# start of TEXT SEGMENT

Back on Saint Patrick's Day, I got a bit cheeky and wrote about Creole Cuisine instead of jumping onto the Irish bandwagon. Today I figured I would cover the other cuisine that is a staple of Louisiana, Cajun. Now while Creole is a hodgepodge of different backgrounds, Cajuns hail from their Canadian ancestors, the Acadians.
So, what is the big difference between Creole and Cajun cuisines? Not much really, but the rule of thumb is: if it has tomatoes in it, it's Creole, no tomatoes, it's Cajun. However, that point is still debated today, even amongst the fine folk of Louisiana, and it's an argument I have no intention of getting involved in. I just know the cuisines are good and that is all that matters to me and my taste buds.
I was introduced to Cajun Cuisine by a former neighbor of mine, David Prudhomme, who happens to be a nephew of the famous chef, Paul Prudhomme. David, and his wife Sharon, own The Lost Cajun Kitchen located in Columbia, PA. This is where I first tried a dish that I never thought I would ever have, alligator. Alligator, if cooked properly, is tender, and I believe it tastes like shrimp. If you're ever in Lancaster County, PA, take the time to go to the Prudhomme's restaurant and judge for yourself.
Here's my take on a Cajun dish, Etouffee, which means "smothered. Normally is it made with crawfish, but they are no where to be found in my area, so I used shrimp instead.
(A Cajun dish normally done with crawfish, but works well with shrimp, scallops, langoustines or lobster; only one type of shellfish or scallops should be used for this dish.)

# end of TEXT SEGMENT
# start of RAW DATA

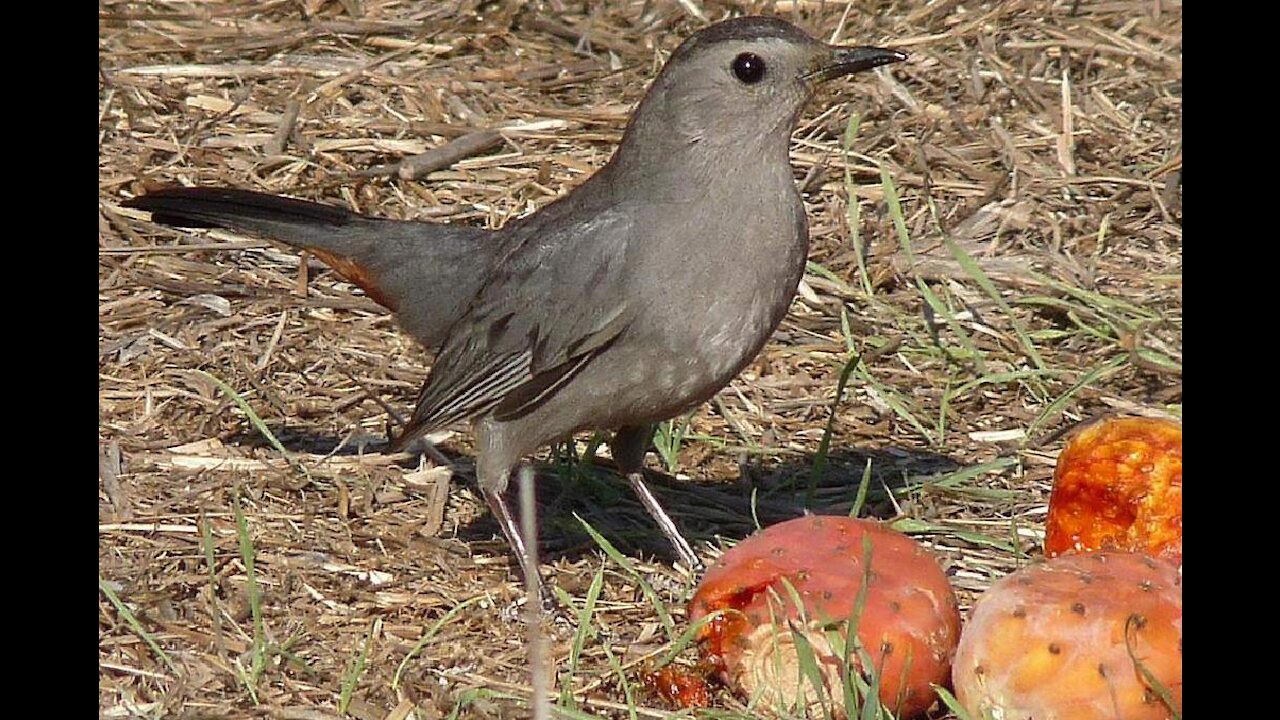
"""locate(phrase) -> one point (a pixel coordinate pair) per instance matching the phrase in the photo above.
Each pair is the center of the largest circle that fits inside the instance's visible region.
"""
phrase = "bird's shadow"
(574, 492)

# end of RAW DATA

_REQUIRED WORK_
Decide whether each statement agrees with the text on Cajun cuisine, answering yes or no and quoting the words from the text that settle it: (a) The writer first ate alligator at The Lost Cajun Kitchen. (b) The writer's etouffee was made with crawfish. (c) The writer plans to take a side in the debate over tomatoes.

_RESPONSE TO THE EXERCISE_
(a) Yes: "This is where I first tried a dish that I never thought I would ever have, alligator."
(b) No: "so I used shrimp instead."
(c) No: "it's an argument I have no intention of getting involved in."